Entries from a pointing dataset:

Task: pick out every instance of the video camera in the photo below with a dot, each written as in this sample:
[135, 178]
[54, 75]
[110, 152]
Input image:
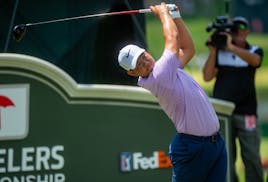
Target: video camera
[221, 25]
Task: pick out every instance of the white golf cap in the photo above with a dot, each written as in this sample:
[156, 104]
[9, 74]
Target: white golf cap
[128, 56]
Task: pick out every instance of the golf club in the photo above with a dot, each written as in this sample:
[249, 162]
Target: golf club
[20, 30]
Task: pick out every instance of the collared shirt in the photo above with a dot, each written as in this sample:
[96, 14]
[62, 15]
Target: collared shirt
[182, 99]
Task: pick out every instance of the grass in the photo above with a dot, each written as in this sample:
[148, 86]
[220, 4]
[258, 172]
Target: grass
[197, 28]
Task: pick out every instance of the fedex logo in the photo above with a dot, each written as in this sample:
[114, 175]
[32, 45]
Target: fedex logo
[135, 161]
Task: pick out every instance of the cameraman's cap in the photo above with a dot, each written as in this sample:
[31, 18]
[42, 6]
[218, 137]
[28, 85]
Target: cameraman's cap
[241, 20]
[128, 56]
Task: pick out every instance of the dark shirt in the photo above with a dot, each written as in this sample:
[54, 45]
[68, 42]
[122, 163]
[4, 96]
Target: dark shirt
[236, 80]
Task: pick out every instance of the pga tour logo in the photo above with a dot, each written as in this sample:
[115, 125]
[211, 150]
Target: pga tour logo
[14, 109]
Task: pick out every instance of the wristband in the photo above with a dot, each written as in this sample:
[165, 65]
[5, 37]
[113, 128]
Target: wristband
[174, 11]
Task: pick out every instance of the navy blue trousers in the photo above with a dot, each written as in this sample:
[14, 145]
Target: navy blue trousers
[197, 158]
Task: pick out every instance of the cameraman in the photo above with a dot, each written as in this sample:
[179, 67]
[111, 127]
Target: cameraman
[234, 69]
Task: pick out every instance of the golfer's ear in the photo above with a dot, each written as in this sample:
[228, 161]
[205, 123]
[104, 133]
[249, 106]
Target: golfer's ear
[131, 73]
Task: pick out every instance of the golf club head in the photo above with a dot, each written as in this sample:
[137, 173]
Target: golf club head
[19, 31]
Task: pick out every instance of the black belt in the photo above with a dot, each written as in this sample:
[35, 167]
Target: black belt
[212, 138]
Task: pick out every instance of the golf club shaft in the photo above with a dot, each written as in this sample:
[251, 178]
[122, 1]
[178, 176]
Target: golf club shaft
[91, 16]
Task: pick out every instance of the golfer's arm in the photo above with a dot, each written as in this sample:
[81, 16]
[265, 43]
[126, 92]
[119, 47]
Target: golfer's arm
[170, 32]
[187, 49]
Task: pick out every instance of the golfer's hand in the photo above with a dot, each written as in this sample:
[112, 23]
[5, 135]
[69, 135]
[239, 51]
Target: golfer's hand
[174, 11]
[160, 10]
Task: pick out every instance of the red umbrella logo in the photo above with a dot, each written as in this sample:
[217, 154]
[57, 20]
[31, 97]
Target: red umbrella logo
[5, 102]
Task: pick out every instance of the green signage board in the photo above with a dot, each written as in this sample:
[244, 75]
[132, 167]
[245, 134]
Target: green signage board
[53, 129]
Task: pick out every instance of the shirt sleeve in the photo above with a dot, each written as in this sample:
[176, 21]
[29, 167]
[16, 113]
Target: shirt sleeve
[164, 72]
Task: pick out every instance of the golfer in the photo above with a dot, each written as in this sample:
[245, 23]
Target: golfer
[197, 151]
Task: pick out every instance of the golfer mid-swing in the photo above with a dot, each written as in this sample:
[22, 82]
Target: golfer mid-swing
[197, 152]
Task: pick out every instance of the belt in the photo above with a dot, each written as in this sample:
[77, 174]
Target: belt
[212, 138]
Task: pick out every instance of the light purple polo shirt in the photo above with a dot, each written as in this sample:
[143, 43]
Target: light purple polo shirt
[182, 99]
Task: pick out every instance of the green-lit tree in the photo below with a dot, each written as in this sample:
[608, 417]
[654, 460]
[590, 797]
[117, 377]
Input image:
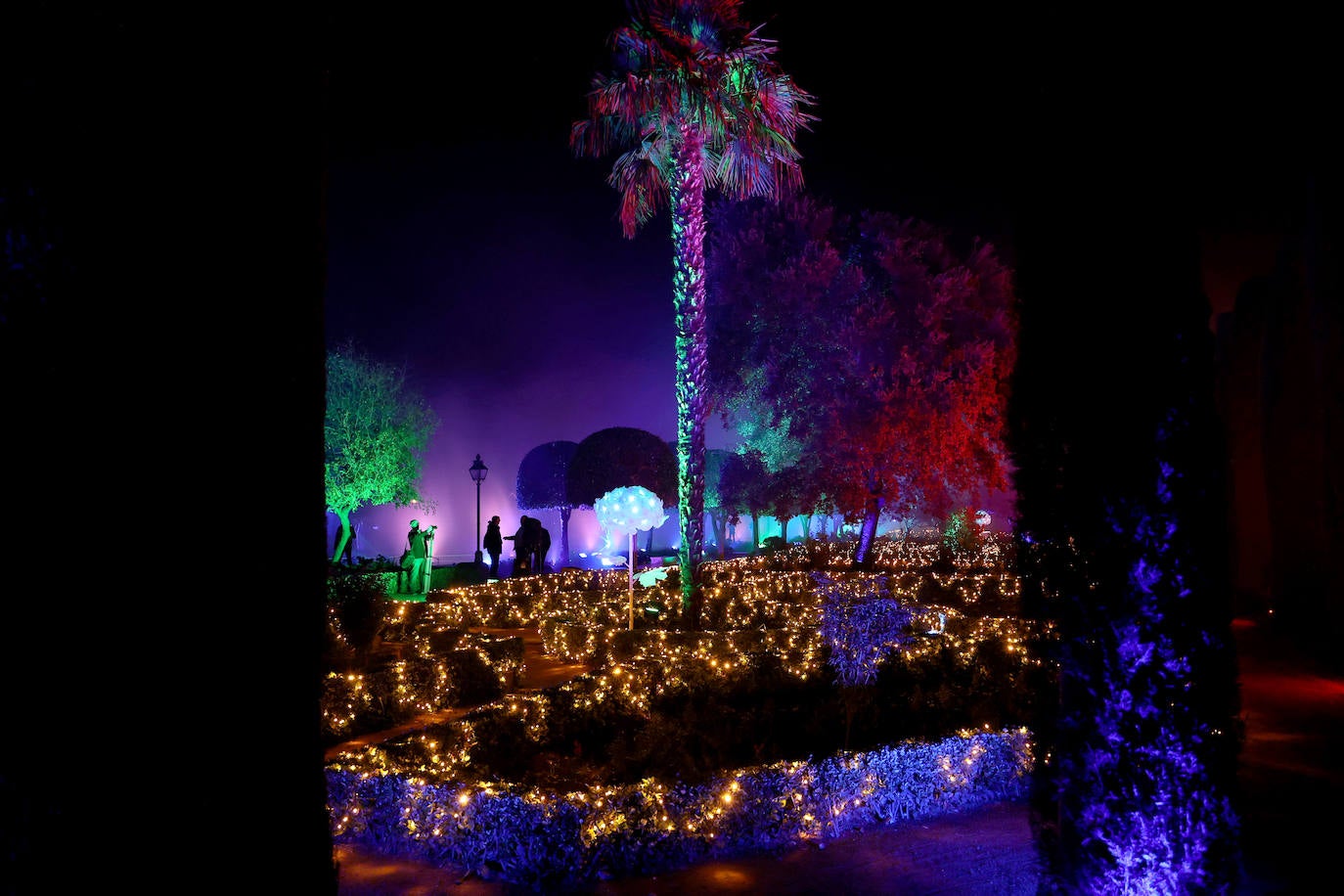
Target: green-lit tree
[714, 460]
[376, 435]
[695, 101]
[542, 485]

The exercise:
Your copy of the data should match it exactly, except that pictures are left out.

Finished answer:
Task: pick out every instance of the video camera in the photo below with a dot, each written as in this sample:
[135, 178]
[54, 75]
[110, 152]
Input image:
Target: video camera
[221, 25]
Task: pick out every instance of the white golf cap in the photo above with a dot, each written as in this sample:
[156, 104]
[9, 74]
Target: white golf cap
[128, 56]
Task: pick out every instance of the golf club in the photo above with a dot, each written as in this sample:
[249, 162]
Target: golf club
[20, 30]
Task: pick out every instance of the collared shirt in the photo above with a dot, each written as in this sample:
[96, 14]
[62, 15]
Target: collared shirt
[182, 99]
Task: pick out every instance of the grass in the photo above with a dot, each written as in this sample:
[148, 86]
[220, 4]
[258, 172]
Target: grass
[197, 28]
Task: pick out every instance of the fedex logo in the photo above with a dot, each written as in this sample:
[114, 175]
[32, 45]
Target: fedex logo
[135, 161]
Task: pick out every instance of the cameraman's cap in the photo above with a dot, each written as in this sample:
[31, 18]
[42, 6]
[218, 137]
[28, 85]
Target: cameraman's cap
[241, 20]
[128, 56]
Task: pick out every instance of the dark shirt in the photo above with a dot, each written as in this sample:
[54, 45]
[68, 42]
[122, 163]
[4, 96]
Target: dark shirt
[236, 80]
Task: pick out every instance of the pga tour logo in the photo above with a dot, each written as in this sample:
[115, 125]
[211, 150]
Target: pga tour logo
[14, 109]
Task: pick out every instance of the wristband in the photo above with a dot, each written as in this sample:
[165, 65]
[5, 37]
[113, 128]
Target: wristband
[174, 11]
Task: pick out every instance of the navy blue trousers in the photo above with a dot, each written as in this sample:
[14, 145]
Target: navy blue trousers
[197, 158]
Task: pick out every instance of the cameraman in the photo above with a dot, each written as in this sample:
[179, 67]
[111, 127]
Target: cameraman
[234, 69]
Task: pick out every instance of the golfer's ear in the photo above with a dot, each written as in this sample:
[228, 161]
[205, 123]
[104, 133]
[249, 106]
Target: golfer's ear
[131, 73]
Task: pick out every instance of the golf club head in the photo above with a dot, each written as in this sample:
[137, 173]
Target: golf club head
[19, 31]
Task: pick out every instance of the black belt in the photo above with a dot, each written as in this sample:
[35, 167]
Target: black belt
[212, 138]
Task: pick out every instance of the golf club shaft in the photo above with a dot, each written as in this sample:
[251, 178]
[122, 1]
[178, 176]
Target: golf club shaft
[91, 16]
Task: pick out every instance of the golfer's arm in the photo above with a dot, each written as in this sample:
[81, 16]
[265, 43]
[126, 92]
[119, 47]
Target: golfer's arm
[170, 32]
[187, 49]
Task: pick out every instance of the golfer's hand in the photo above with a dot, each written as in this sample:
[112, 23]
[5, 135]
[69, 135]
[239, 51]
Target: golfer's hand
[174, 11]
[160, 10]
Task: pick out every instance of the red umbrella logo in the photo above with a dot, each written as in this sample:
[217, 154]
[57, 20]
[31, 97]
Target: red umbrella logo
[5, 102]
Task: pick out every instance of the green signage board in the photo above with a dot, each written as in this sample:
[244, 75]
[132, 167]
[245, 134]
Target: green signage board
[53, 129]
Task: pick out every instance of the shirt sleeve in the photo above with a dot, each written as in this sample:
[176, 21]
[29, 167]
[16, 113]
Target: shirt sleeve
[164, 72]
Task: pick out every instance of the golfer in the photo above with a dot, each written as in this sample:
[245, 23]
Target: golfer
[197, 151]
Task: pick out every instance of the golfer mid-swing in the photo above with a dot, each written as in this sample:
[22, 82]
Target: golfer mid-swing
[197, 152]
Task: pick out every instance of the belt in the photo above with a dot, each written as in this sample:
[77, 174]
Target: belt
[212, 138]
Task: pick out every instance of the light purple polo shirt in the photo above with a dot, each written as in this sample:
[143, 43]
Target: light purple polo shirt
[182, 99]
Task: pick out every instance of the green-lit tree in the photo below with a dot, each written as in this sample:
[608, 417]
[654, 460]
[590, 797]
[117, 377]
Input image:
Target: green-lit tree
[714, 460]
[376, 435]
[695, 101]
[542, 485]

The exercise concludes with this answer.